# EXERCISE TASK
Rewrite these records with "front paw" changed to "rear paw" and every other line unchanged.

* * * * *

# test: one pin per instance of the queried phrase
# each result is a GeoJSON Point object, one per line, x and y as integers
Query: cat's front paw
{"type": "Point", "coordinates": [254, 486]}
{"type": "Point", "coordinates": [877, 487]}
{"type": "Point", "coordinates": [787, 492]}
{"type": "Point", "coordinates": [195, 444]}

* * * * *

# TASK RESPONSE
# test: one pin per instance of the queried phrase
# each result is a GeoJSON Point object, one per line, x and y as integers
Query: cat's rear paw
{"type": "Point", "coordinates": [254, 486]}
{"type": "Point", "coordinates": [877, 487]}
{"type": "Point", "coordinates": [787, 492]}
{"type": "Point", "coordinates": [195, 444]}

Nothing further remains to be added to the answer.